# EXCERPT PROVIDED:
The relationship between confidence and economic activity is well known. All else equal, the higher the confidence the more likely a person is to spend and the more economic activity occurs. There is an obvious correlation between the two.
Correlation and causation are not the same. To illustrate, let’s use an example. A rooster crows at the crack of dawn. The crowing and sunrise are correlated because they occur simultaneously. The causal relationship (i.e., one happens causing the other to happen), if one exists, is less clear. Does the rooster cause the sun to rise? Stupid roosters might believe so, but that clearly is not the case. Whether the sun causes the rooster to crow is more plausible, although for someone who rarely leaves pavement, I am reluctant to even concede that. Another possibility is that the two events are not causally related to each other but to some third factor which produces the sun and rooster effects to occur around the same time.
Confidence and economic activity are correlated. Is there a causal relationship present? If there is, which effects the other? The relationship could be argued either way. There might even be a complex relationship where causation flows both ways, with one feeding off the other. That is, confidence cause economic activity to increase and economic activity causes confidence to rise. The government believes that confidence causes economic activity. At least that is how Charles Hugh Smith views its behavior:
Does believing in the “recovery” make it real? The propaganda policies of the Federal Reserve and the Federal government are based on the hope that you’ll answer “yes.” The entire “recovery” is founded on the idea that if the Fed and Federal agencies can persuade the citizenry that down is up then people will hurry into their friendly “too big to fail” bank and borrow scads of money to bid up housing, buy new vehicles, and generally spend money they don’t have in the delusional belief that inflation is low, wages are rising and the economy is growing.

# PROVIDED DATA:
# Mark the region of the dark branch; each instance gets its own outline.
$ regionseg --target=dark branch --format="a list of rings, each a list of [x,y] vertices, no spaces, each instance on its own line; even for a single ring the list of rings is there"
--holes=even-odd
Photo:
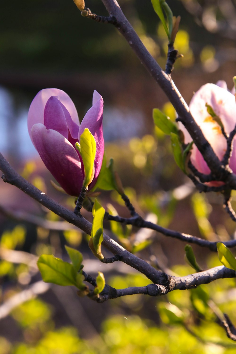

# TASKS FOR THIS EXERCISE:
- 1) In the piece on confidence and economic activity, what does the government believe causes economic activity?
- 2) Repeat the passage from the confidence and economic activity piece starting at "The relationship between" and ending at "between the two.".
- 3) Go on with the piece about confidence and economic activity, picking up right after its final sentence.

# EXERCISE RESULTS:
- 1) Confidence.

- 2)
The relationship between confidence and economic activity is well known. All else equal, the higher the confidence the more likely a person is to spend and the more economic activity occurs. There is an obvious correlation between the two.

- 3)
Mr. Smith knows the answer to his rhetorical question is “No.” Yet many others apparently do not. To believe that confidence can be raised is to believe that rhetoric and manipulated statistics can trump the reality faced by consumers each and every day. Even if that were possible, it is unclear that confidence drives economics instead of the other way around. In essence, government seems to believe that if it can “fix” the rooster the sun will come up tomorrow.
Though government may believe such a causal relationship exists, does not validate the relationship. People are smarter than that. Consumers in over their heads with debt and shrinking disposable income are unlikely to feel more confident just because the government issues some favorable, arcane economic report. How realistic is it to expect the following?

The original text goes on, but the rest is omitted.